▸ **Data**:
============================================================

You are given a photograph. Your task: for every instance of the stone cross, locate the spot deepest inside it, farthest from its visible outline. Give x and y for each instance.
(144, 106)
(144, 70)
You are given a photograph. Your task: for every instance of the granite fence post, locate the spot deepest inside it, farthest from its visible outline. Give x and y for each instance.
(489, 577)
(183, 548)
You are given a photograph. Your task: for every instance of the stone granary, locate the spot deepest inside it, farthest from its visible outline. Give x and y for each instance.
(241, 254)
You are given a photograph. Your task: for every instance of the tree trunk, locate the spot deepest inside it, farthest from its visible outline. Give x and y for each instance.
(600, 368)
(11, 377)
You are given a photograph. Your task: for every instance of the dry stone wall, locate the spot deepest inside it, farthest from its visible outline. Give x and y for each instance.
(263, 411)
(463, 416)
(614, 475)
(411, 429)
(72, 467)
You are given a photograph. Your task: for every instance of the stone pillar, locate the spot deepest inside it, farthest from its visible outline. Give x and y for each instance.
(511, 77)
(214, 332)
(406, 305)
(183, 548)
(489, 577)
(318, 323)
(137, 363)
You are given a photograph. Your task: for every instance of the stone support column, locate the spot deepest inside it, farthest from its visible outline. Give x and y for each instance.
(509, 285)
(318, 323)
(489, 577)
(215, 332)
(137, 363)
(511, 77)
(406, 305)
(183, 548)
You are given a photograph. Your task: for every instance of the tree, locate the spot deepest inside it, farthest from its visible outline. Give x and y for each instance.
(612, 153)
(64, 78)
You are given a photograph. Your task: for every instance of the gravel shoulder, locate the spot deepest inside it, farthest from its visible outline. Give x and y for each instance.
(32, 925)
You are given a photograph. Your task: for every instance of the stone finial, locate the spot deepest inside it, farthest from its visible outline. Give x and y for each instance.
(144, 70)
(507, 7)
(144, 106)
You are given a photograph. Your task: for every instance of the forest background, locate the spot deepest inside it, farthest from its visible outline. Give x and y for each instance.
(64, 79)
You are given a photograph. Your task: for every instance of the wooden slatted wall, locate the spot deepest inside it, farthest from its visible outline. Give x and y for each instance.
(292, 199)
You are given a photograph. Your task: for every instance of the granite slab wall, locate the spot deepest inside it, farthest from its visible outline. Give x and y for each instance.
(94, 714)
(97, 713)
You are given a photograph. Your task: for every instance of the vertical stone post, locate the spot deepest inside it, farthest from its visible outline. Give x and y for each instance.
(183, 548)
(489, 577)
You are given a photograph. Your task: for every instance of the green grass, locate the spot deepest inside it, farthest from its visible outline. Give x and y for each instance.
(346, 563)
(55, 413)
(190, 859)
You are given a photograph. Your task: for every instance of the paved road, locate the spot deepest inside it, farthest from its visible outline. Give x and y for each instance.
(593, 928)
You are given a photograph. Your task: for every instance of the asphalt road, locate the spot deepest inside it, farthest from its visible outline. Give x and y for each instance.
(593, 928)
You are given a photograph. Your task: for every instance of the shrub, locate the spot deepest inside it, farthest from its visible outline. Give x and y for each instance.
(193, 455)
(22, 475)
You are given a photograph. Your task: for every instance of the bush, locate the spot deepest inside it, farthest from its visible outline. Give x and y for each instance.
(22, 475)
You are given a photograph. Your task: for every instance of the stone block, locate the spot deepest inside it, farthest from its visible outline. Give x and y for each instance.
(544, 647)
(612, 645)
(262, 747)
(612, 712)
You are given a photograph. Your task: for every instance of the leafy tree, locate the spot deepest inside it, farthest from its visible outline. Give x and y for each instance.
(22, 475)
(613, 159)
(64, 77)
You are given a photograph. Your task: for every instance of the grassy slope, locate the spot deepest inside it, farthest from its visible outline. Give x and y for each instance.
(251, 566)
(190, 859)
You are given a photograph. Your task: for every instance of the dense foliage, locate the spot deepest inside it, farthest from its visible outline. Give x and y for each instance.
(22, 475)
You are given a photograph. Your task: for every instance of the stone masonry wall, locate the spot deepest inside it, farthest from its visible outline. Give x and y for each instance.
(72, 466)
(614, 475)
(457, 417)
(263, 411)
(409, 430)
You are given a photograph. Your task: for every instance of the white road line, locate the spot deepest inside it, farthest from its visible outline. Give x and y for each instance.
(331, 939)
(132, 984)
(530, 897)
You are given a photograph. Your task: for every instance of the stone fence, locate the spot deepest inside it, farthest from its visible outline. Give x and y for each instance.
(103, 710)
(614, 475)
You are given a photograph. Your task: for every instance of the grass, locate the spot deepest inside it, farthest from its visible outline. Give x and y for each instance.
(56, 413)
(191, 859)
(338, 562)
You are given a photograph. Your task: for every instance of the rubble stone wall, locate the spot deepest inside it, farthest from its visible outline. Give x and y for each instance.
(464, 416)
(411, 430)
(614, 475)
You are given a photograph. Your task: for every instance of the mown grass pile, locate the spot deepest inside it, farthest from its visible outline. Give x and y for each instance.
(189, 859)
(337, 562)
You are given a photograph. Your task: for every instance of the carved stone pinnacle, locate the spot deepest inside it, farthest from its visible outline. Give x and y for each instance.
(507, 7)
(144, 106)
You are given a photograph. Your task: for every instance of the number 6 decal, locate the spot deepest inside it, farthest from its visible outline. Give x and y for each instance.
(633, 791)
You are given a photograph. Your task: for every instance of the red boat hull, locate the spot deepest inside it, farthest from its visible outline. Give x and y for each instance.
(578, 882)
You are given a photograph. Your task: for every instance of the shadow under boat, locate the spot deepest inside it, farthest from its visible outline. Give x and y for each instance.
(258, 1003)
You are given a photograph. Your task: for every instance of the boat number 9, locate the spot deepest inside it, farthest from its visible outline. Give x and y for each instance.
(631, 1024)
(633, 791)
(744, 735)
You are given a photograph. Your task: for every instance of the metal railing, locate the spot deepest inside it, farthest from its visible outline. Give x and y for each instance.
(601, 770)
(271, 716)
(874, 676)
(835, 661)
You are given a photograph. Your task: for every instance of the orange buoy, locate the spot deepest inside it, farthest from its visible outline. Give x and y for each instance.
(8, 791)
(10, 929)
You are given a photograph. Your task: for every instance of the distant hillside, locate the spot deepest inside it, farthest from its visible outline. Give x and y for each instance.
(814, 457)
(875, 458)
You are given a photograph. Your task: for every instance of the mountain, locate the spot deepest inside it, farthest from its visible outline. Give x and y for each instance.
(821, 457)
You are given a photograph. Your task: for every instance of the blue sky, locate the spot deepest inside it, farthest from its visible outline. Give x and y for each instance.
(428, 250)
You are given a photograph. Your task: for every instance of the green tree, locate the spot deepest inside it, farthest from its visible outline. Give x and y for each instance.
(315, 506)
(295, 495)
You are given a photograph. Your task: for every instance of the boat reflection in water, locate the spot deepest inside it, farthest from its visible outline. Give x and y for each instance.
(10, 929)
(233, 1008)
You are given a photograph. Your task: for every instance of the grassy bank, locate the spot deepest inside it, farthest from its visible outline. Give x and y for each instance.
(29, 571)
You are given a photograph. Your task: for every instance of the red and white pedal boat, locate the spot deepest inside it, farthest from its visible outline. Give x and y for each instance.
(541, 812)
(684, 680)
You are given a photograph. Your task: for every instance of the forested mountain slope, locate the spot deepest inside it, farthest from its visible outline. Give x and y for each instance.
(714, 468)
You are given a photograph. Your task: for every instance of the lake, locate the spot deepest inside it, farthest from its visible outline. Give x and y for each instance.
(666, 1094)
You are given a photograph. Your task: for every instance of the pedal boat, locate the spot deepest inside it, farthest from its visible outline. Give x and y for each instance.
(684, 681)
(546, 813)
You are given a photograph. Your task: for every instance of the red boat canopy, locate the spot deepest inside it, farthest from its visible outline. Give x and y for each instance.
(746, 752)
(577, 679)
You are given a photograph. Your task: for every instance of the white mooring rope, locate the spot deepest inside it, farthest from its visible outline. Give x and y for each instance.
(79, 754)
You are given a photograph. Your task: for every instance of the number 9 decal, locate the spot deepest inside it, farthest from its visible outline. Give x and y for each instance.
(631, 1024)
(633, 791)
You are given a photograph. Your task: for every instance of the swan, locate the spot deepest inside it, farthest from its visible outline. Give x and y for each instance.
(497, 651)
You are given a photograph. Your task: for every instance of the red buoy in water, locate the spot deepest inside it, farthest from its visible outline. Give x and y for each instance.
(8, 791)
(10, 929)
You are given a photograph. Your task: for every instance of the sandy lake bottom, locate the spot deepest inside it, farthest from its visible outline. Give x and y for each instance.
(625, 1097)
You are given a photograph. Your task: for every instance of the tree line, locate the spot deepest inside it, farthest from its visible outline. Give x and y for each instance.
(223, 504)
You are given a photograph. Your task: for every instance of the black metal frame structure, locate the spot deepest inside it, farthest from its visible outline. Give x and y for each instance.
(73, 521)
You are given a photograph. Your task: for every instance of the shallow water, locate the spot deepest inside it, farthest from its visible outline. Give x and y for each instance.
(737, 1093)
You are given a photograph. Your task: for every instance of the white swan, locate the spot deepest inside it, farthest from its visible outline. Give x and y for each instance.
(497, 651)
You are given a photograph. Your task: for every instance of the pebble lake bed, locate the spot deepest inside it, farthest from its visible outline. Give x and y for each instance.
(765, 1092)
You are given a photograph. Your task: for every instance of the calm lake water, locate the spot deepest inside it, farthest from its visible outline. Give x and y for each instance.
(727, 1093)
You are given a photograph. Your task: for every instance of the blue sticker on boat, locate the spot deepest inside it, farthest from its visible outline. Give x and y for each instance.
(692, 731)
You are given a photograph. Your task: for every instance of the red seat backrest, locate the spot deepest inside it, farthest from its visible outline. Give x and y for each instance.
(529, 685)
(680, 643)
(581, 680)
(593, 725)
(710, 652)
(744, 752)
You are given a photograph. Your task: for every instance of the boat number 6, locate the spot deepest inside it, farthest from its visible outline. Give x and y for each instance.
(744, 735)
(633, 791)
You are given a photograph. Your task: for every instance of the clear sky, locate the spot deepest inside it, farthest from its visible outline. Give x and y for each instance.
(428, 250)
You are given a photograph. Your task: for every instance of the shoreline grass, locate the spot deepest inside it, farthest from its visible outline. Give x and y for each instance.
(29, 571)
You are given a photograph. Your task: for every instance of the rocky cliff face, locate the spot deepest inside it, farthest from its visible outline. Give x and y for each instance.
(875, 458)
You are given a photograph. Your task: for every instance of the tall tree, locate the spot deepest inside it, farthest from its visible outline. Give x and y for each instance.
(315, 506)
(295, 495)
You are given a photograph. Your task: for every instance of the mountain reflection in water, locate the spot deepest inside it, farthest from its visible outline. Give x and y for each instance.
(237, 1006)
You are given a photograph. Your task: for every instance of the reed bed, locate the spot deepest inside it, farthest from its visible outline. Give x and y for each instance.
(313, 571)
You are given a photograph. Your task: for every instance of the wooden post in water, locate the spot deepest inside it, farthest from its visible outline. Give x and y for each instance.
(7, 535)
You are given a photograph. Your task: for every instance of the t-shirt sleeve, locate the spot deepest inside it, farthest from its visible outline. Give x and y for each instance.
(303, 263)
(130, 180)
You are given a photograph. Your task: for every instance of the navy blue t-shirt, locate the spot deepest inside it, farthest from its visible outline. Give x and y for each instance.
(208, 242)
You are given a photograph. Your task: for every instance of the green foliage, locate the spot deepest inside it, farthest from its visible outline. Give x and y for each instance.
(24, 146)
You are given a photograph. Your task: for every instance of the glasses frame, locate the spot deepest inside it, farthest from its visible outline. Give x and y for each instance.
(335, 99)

============================================================

▸ **Task**: With the line containing "of the glasses" as the first and the last line of the records as the final one, print exactly the lines in that span.

▸ **Answer area**:
You are given a photograph. Your task: for every instance of the glasses frame, locate the spot deepest inside it, farthest from its visible outline. Give x and y for each instance.
(335, 99)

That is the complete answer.